Directive A — Reproduce the auction passage word for word, between "The Silent Auction" and "her painting below.", inclusive.
Directive B —
Answer these questions from the auction passage, one answer per line and marked to match:
(i) What two guitars did Kathy Harrison buy, and who signed each?
(ii) Which resort in Ireland made a donation?
(iii) What is the price of each Nobelity Dinner photo book?
Directive C — Extend the auction passage, picking up after its final sentence.
-- begin Extract --
The Silent Auction was also a great boost. Kathy Harrison bought a couple of beautiful guitars, an acoustic Ibanez signed by Willie and a blonde maple Fender Strat signed by all the artists. There were donations from the Four Seasons Las Colinas and Houston, Hyatt Lost Pines, Doonbeg Resort in Ireland, Nike Golf and many others. Some of the hottest bidding was for framed photos from Nobelity and One Peace at a Time, and for Katie Pipkin’s digital paintings. We have a few more of the beautiful Nobelity Dinner photo books available for $50 each. Let us know if you want one.

If you were outbid on the photos or Katie’s artwork, and would still like a to buy one, let us know. You can check out Katie’s artwork by clicking on her painting below.
-- end Extract --
-- begin Records --
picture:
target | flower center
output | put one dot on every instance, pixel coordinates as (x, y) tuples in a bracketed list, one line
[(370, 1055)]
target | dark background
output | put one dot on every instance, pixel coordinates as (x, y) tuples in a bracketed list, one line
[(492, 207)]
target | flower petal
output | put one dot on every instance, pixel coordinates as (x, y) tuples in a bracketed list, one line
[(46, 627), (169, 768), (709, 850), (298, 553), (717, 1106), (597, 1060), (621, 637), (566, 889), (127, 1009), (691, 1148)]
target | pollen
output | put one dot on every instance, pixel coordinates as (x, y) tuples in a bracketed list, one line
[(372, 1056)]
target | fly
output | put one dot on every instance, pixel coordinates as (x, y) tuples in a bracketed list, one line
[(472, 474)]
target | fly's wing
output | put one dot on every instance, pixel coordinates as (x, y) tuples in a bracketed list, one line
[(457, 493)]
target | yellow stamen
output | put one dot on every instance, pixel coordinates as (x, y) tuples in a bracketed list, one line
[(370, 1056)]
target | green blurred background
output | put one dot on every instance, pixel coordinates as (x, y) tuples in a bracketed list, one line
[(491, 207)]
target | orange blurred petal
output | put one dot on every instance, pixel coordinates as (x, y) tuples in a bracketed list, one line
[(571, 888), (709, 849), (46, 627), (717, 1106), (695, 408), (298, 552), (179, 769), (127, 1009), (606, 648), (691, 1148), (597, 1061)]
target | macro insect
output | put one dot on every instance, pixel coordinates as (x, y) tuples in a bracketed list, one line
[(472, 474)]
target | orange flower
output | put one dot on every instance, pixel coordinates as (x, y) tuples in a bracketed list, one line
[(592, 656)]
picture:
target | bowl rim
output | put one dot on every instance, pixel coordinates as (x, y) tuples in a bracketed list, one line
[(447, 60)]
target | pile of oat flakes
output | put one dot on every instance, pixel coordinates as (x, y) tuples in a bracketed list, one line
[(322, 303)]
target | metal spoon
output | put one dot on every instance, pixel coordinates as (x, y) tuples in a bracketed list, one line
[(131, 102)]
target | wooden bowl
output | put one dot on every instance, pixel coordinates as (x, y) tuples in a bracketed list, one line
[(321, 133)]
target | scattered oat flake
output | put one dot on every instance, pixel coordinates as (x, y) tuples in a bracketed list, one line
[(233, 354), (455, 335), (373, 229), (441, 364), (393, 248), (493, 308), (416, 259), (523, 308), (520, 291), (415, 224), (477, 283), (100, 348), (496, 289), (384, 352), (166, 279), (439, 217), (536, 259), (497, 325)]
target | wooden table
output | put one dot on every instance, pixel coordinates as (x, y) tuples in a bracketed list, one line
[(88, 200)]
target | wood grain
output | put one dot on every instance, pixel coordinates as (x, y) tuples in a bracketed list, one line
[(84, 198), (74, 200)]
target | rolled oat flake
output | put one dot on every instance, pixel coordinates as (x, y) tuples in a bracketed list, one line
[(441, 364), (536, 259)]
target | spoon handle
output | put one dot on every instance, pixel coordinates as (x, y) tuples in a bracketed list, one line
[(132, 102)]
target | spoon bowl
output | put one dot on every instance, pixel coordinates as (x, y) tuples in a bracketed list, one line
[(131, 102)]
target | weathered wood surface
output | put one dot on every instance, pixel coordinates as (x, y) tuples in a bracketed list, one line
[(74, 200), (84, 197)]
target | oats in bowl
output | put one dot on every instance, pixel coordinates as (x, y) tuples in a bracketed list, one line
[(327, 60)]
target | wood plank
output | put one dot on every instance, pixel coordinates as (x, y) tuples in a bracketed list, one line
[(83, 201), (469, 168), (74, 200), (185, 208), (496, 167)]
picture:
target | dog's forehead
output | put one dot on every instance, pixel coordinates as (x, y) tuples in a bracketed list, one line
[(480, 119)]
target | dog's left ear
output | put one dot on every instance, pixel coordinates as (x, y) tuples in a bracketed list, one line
-- end Records --
Final result A —
The Silent Auction was also a great boost. Kathy Harrison bought a couple of beautiful guitars, an acoustic Ibanez signed by Willie and a blonde maple Fender Strat signed by all the artists. There were donations from the Four Seasons Las Colinas and Houston, Hyatt Lost Pines, Doonbeg Resort in Ireland, Nike Golf and many others. Some of the hottest bidding was for framed photos from Nobelity and One Peace at a Time, and for Katie Pipkin’s digital paintings. We have a few more of the beautiful Nobelity Dinner photo books available for $50 each. Let us know if you want one.

If you were outbid on the photos or Katie’s artwork, and would still like a to buy one, let us know. You can check out Katie’s artwork by clicking on her painting below.

Final result B —
(i) An acoustic Ibanez signed by Willie and a blonde maple Fender Strat signed by all the artists.
(ii) Doonbeg Resort.
(iii) $50.

Final result C —
My last success of the evening was that I finally got to introduce Owen Wilson to Jimmie Dale Gilmore. Owen’s mom Laura Wilson had taken photos of Jimmie for Texas Monthly several years ago, and Owen was obviously a big fan. The two had a nice, long talk, and when Owen left, Jimmie said, “What a great guy! Who is that?”

Thanks everyone. With your help, we’re going to do our very best to show a better way ahead for all. I am off soon for Ethiopia to document the work of the Glimmer of Hope Foundation and to India for the grand opening of The Miracle Foundation’s new Sooch Village orphanage.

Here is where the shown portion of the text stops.